-- START --

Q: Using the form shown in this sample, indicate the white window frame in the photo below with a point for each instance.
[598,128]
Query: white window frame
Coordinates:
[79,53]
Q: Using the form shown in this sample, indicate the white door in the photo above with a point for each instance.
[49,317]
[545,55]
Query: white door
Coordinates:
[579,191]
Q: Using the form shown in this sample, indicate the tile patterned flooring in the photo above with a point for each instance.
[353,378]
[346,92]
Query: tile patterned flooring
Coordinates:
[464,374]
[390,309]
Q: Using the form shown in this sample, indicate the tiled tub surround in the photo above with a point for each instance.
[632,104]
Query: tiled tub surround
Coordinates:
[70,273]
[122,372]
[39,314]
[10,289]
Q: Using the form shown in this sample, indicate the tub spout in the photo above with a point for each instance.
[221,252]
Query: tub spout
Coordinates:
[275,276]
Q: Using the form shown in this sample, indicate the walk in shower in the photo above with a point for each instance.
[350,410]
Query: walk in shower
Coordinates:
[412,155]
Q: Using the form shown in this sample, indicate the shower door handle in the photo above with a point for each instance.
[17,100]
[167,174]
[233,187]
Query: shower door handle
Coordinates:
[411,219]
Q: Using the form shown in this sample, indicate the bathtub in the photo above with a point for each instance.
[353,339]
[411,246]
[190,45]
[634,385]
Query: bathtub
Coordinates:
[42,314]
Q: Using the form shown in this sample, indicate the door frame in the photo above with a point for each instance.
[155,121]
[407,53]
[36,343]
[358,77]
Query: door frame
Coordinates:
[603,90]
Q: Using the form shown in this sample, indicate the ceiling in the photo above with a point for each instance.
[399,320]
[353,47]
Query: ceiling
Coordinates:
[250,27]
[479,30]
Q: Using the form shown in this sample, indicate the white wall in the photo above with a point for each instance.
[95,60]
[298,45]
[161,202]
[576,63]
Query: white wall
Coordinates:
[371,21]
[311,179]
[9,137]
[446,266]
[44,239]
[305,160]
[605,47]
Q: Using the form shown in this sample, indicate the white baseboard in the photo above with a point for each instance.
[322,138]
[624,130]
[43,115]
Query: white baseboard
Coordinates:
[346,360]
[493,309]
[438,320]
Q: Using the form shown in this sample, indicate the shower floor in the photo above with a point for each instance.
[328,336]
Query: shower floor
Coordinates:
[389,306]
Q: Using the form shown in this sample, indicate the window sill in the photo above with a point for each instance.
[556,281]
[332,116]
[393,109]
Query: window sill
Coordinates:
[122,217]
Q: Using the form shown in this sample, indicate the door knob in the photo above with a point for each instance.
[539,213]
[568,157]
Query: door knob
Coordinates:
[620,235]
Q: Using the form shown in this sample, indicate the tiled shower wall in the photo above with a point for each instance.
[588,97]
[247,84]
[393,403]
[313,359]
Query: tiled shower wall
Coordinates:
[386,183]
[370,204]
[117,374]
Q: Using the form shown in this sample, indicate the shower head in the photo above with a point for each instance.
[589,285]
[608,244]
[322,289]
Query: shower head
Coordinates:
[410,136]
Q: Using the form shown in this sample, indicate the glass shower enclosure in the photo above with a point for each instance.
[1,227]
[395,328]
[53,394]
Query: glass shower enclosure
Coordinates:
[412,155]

-- END --

→ **THE PROBLEM**
Rewrite the lines of the material above from the one holding "the tiled shower" through the end of the material, inclusive, swapping "shower head" for "showerhead" and leaving everything else unchanged.

→ **FINISHED ANSWER**
Q: Using the form shown in this sample, indicate the tiled shower wall in the photo above with a point for each instance.
[588,97]
[247,84]
[393,403]
[313,359]
Query: tiled shower wall
Coordinates:
[386,183]
[370,204]
[117,374]
Q: Using the form shown in this sample, indicate the showerhead in the photo above with a point for each instance.
[589,285]
[608,244]
[322,289]
Query: showerhead
Coordinates:
[410,136]
Q: Using the form shown in this sample, indicate the glass shower enclosure in the photo above with a point for each instance.
[1,227]
[395,328]
[53,394]
Query: glass shower enclosure
Coordinates:
[412,155]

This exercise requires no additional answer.